→ Your instructions
Leaving out any pictures, transcribe every record exactly.

Data supplied Start Marker

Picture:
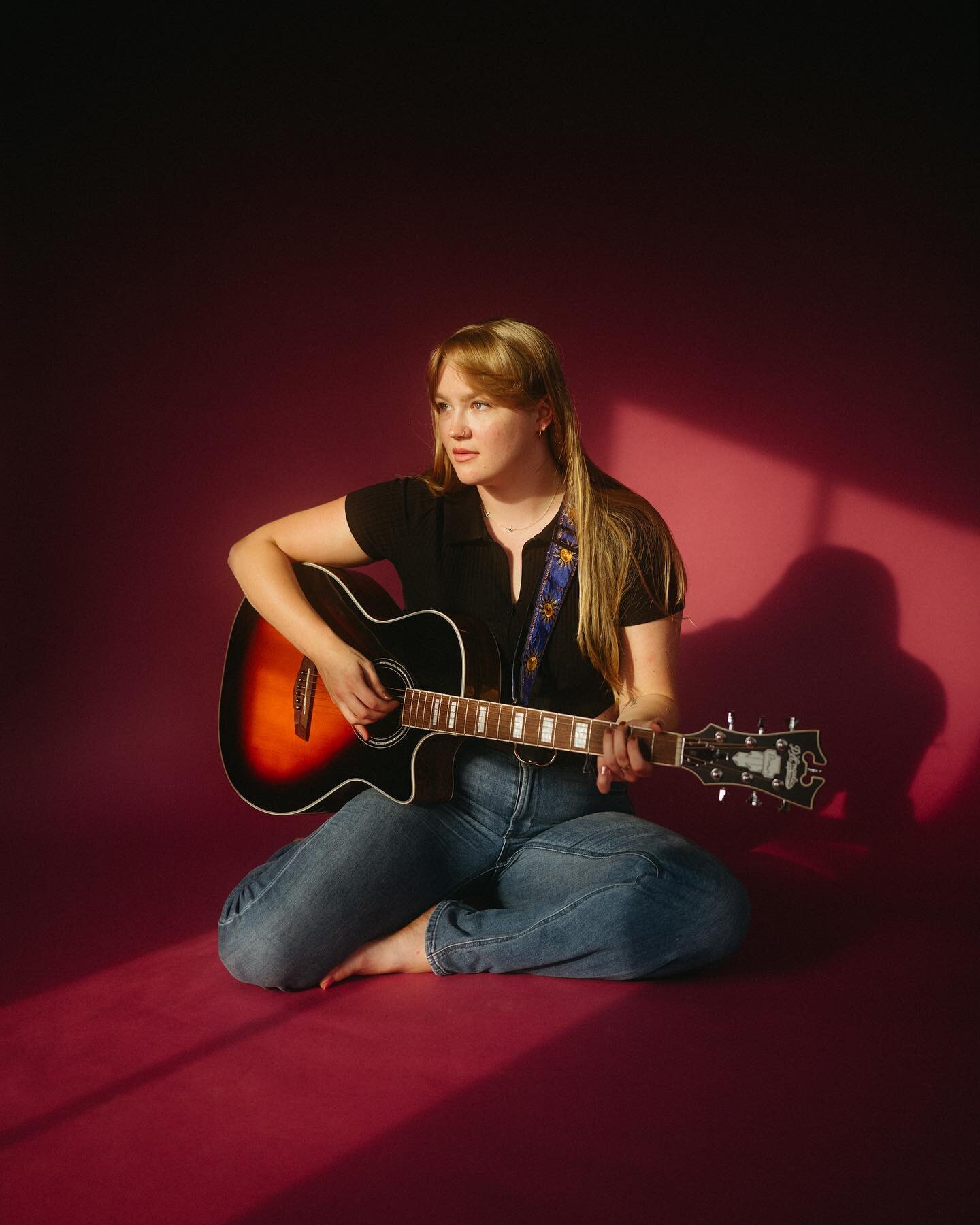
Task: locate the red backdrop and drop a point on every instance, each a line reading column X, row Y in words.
column 238, row 240
column 237, row 261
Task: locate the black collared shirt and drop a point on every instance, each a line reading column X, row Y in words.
column 448, row 561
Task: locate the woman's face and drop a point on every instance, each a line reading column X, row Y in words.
column 488, row 442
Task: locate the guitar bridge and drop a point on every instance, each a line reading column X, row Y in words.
column 303, row 698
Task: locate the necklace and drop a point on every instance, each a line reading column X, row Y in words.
column 526, row 526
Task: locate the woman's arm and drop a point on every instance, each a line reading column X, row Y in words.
column 263, row 564
column 649, row 672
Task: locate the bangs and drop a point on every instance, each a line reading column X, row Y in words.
column 489, row 365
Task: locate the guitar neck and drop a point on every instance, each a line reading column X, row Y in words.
column 523, row 725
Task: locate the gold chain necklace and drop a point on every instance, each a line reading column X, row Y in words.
column 512, row 527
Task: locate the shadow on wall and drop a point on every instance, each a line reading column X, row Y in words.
column 822, row 646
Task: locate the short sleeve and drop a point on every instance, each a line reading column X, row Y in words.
column 643, row 600
column 382, row 517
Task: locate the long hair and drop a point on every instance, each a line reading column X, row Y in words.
column 621, row 538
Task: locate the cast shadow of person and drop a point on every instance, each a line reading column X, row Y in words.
column 821, row 646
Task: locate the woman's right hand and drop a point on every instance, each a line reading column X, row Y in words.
column 355, row 686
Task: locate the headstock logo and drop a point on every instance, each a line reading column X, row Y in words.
column 796, row 766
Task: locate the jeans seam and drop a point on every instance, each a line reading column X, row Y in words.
column 585, row 854
column 542, row 923
column 225, row 923
column 431, row 956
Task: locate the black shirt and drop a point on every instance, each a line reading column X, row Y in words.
column 448, row 561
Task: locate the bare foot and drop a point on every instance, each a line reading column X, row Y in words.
column 404, row 952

Data supplied End Marker

→ Expected answer
Picture:
Task: locate the red backdrop and drop a point on every instance, each a line reading column X, row Y in words.
column 238, row 240
column 237, row 261
Task: locate the black collared shirt and drop a point on every instance, each a line reading column X, row Y in words.
column 448, row 561
Task: locate the woman's face and drop a point on every instance, each a line reading column X, row Y in words.
column 488, row 442
Task: locate the guitar bridge and drop a point on every instance, each a line reading column X, row Y in words.
column 303, row 698
Task: locate the necklace and drop a point on every instance, each a line reading column X, row Y in words.
column 526, row 526
Task: locate the woman's arm and drop a point on every instance, each a line reading column X, row Y in words.
column 263, row 564
column 649, row 672
Task: locate the bangs and drop a point on every instance, each a line reading column X, row Y in words.
column 489, row 365
Task: locate the guitar neck and drop a point on every instance, each a line reading column X, row Y in words.
column 523, row 725
Task: locate the gold chain necklace and drop a point on every instance, each a line reading column X, row Y in words.
column 512, row 527
Task: locate the shadow on wall and drop a point on every instance, each a line reading column X, row Y in words.
column 822, row 646
Task: locate the short sleeve and drop a point on every instance, each a line reading column X, row Y in words.
column 643, row 600
column 382, row 517
Task: locate the long hair and drop a point on every instance, each a line reading column X, row Y in words.
column 621, row 538
Task: locate the cast shadow of person and drop a point on every instance, each a line reading column X, row Y in words.
column 821, row 646
Task: locate the woman's right hand and drop a point on every instance, each a line reading column X, row Y in words.
column 355, row 686
Task: locate the headstock logo and drop a point on every instance, each a line reading column X, row Y in words.
column 796, row 766
Task: locate the jeans seam and drop a point on every instance, each a line reading column X, row Y in words.
column 585, row 854
column 542, row 923
column 225, row 923
column 431, row 956
Task: locate the black shirt and drop a point on every instance, each a line reading column X, row Y in words.
column 448, row 561
Task: locate the bare foot and drop a point on every instance, each a line reading column X, row Y in words.
column 404, row 952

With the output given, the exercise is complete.